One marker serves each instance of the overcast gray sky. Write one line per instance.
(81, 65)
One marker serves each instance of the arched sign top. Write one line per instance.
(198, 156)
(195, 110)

------------------------------------------------

▶ _Exercise directions_:
The data are to be transcribed in full, exactly as given.

▶ _Answer to this exercise_:
One marker serves each instance of the overcast gray sky. Write one line per instance.
(81, 65)
One marker serves each instance of the arched sign top. Write one line per instance.
(198, 156)
(195, 110)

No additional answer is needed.